---------- Provided records

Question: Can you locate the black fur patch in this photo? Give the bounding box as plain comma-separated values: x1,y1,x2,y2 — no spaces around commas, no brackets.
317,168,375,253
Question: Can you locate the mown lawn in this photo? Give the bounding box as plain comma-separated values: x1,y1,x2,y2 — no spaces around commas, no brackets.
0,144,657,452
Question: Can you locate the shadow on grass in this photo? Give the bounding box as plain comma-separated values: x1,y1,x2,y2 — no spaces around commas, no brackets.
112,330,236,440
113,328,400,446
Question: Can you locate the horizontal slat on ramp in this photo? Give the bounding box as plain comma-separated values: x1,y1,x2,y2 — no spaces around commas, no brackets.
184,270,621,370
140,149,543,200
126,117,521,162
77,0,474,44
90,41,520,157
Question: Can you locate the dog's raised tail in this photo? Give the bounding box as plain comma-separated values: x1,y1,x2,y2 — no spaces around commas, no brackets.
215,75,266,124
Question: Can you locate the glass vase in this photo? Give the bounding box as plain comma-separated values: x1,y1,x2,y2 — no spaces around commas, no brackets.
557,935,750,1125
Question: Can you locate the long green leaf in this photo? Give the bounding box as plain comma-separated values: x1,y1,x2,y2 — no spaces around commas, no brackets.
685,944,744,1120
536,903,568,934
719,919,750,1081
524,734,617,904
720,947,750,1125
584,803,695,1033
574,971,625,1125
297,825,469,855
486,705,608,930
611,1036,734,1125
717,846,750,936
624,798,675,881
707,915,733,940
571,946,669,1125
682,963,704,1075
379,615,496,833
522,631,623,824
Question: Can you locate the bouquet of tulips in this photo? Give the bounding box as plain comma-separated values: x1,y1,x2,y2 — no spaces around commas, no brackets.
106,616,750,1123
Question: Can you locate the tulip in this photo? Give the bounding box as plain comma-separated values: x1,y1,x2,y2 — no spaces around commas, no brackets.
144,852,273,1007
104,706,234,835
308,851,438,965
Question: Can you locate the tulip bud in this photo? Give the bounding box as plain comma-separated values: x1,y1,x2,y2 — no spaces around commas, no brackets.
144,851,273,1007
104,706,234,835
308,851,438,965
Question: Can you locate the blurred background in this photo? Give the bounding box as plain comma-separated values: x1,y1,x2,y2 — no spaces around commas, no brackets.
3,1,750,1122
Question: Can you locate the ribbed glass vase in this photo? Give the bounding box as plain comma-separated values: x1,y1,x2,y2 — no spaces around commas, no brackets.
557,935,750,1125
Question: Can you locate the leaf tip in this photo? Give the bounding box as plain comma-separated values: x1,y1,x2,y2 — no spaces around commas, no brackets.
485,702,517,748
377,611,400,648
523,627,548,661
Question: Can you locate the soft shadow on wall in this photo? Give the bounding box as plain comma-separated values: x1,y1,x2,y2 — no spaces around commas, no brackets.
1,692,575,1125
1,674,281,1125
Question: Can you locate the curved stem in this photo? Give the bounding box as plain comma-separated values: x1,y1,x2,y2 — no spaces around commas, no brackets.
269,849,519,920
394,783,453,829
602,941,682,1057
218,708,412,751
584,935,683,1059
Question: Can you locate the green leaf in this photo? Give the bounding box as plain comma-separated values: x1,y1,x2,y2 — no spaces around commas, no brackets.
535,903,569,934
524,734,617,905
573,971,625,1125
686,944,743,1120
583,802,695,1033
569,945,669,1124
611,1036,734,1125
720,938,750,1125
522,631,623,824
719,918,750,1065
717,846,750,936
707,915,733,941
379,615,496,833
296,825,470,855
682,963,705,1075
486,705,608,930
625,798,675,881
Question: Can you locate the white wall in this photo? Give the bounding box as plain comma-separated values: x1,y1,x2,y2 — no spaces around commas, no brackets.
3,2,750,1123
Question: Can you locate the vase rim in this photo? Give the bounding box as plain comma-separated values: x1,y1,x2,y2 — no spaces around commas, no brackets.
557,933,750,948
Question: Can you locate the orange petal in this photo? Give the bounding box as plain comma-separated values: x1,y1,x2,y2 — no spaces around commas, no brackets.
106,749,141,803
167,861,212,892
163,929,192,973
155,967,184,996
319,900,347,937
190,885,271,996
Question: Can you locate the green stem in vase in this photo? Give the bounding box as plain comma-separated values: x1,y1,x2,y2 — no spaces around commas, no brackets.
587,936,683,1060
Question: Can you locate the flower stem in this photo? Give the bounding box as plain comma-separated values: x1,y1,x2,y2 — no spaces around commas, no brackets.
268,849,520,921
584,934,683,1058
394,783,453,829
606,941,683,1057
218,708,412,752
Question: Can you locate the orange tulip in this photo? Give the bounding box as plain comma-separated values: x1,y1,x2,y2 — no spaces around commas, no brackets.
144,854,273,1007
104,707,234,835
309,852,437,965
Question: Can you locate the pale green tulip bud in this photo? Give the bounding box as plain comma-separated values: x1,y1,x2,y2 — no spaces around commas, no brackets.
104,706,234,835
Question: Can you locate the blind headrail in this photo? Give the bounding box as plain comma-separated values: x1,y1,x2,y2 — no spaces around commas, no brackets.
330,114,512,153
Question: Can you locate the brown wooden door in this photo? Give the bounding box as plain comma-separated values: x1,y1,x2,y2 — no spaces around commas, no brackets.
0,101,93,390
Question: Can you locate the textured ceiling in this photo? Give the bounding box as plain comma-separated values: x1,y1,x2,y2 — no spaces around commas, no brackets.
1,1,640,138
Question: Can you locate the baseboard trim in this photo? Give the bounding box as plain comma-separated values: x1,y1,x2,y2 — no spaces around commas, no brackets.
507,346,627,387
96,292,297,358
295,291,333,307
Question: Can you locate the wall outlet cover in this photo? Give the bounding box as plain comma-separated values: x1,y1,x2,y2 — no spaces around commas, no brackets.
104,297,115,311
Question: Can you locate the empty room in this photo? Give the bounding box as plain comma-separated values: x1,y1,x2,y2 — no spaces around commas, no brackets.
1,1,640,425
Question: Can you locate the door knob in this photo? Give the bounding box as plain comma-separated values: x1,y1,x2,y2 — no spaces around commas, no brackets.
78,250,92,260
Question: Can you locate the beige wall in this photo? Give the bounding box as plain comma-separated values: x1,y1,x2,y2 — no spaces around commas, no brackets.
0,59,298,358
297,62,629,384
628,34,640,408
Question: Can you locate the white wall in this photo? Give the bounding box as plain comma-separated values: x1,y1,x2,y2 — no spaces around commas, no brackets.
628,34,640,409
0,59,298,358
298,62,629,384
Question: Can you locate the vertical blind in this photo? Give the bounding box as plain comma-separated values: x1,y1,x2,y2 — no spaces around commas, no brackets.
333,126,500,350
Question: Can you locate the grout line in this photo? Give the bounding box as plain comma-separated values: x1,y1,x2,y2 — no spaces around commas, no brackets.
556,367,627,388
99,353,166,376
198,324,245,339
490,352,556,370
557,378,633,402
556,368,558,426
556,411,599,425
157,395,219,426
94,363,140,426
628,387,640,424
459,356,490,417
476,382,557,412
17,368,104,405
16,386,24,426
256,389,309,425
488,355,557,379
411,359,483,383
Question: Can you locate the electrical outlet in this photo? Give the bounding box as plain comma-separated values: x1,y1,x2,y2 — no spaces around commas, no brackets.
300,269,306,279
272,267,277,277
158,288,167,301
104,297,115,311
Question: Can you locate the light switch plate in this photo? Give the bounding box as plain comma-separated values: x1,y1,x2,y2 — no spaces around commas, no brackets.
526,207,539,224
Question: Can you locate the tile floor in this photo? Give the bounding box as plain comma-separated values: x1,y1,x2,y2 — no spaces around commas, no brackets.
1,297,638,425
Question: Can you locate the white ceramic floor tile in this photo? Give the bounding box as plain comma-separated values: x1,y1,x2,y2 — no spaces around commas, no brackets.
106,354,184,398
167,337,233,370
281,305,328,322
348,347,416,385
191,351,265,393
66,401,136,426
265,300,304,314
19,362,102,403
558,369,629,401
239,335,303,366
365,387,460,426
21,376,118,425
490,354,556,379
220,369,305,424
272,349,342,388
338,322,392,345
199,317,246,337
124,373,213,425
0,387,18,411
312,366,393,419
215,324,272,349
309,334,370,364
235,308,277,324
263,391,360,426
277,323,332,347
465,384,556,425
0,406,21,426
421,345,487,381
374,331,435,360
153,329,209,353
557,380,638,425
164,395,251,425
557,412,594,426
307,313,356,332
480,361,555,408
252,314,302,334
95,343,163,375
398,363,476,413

--------------------

• [Work task]: Only the lines from the one containing "Question: Can you locate the electrical" through the last line above belong in your answer. Retype them exactly.

• [Reply to the exercise]:
Question: Can you locate the electrical outlet in this photo? Give the bounding box as plain comma-separated values: x1,y1,x2,y2 — no spaces around commas, no brackets.
300,269,306,279
272,267,277,277
158,288,167,301
104,297,115,311
Question: Can you locate the light switch plate in this photo? Give the bounding box as plain comma-separated values: x1,y1,x2,y2 — no spaces around commas, no brackets.
526,207,539,224
Question: Can you locate the tile floor in this photo? Give the bounding box as plain comma-separated values: x1,y1,x2,y2 — no spaces around commas, no brackets.
1,297,638,425
Question: Can you locate the white ceramic floor tile in this photo? Give the bounding box as plain comma-separated values: x1,y1,x2,y2 — no spaces around commas, no brackets.
106,354,184,398
167,337,233,370
281,305,328,322
348,347,416,385
191,351,265,393
66,401,136,426
265,300,304,314
19,362,102,403
558,369,629,401
239,335,303,366
365,387,460,426
21,376,118,425
490,354,556,379
220,369,305,424
272,349,342,388
338,322,392,345
199,317,246,337
124,373,213,425
0,387,18,411
312,366,393,419
215,324,272,349
309,334,370,364
235,308,277,324
263,391,360,426
277,323,332,347
465,384,556,425
0,406,21,426
421,345,487,381
374,331,435,360
153,329,209,353
557,380,638,425
164,395,251,425
557,412,594,426
307,313,356,332
480,361,555,408
252,314,302,334
95,343,163,375
398,363,476,413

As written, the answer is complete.